[start]
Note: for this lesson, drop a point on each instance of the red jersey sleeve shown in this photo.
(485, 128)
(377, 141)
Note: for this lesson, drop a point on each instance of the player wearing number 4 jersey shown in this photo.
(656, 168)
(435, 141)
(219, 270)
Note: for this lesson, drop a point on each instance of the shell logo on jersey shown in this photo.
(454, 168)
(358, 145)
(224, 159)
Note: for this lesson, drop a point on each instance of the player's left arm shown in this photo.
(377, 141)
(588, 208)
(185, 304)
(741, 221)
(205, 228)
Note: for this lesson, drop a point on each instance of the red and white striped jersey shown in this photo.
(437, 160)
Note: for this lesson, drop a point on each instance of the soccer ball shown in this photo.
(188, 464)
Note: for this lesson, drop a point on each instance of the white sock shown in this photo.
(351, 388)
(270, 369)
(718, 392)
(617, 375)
[end]
# Given exercise
Quote each of the entries above word for word, keeping them in their original order.

# Answer to this task
Note: for this lesson, drop a point on each instance of the red jersey sleeve shown in this photo.
(485, 128)
(377, 141)
Note: for this lesson, drop a point on each instance of the player wearing number 4 jersey shown in this photo.
(656, 168)
(435, 141)
(219, 270)
Note: for this lesson, drop a point on each instance of the shell logo on jersey shown in this photo.
(454, 168)
(358, 145)
(224, 159)
Note: for this lesson, drop a point on each instance of the player's left arm shown in this photo.
(377, 141)
(588, 208)
(185, 304)
(741, 221)
(205, 228)
Note: for this lesson, drop a point on each instance of the red and white striped jersey shown in this photo.
(437, 160)
Note: for this lesson, drop a point on each instance of the soccer ball shown in this photo.
(188, 464)
Note: for this lesson, drop a point on each instance of the white sock shown in this photo.
(351, 388)
(270, 369)
(718, 392)
(617, 375)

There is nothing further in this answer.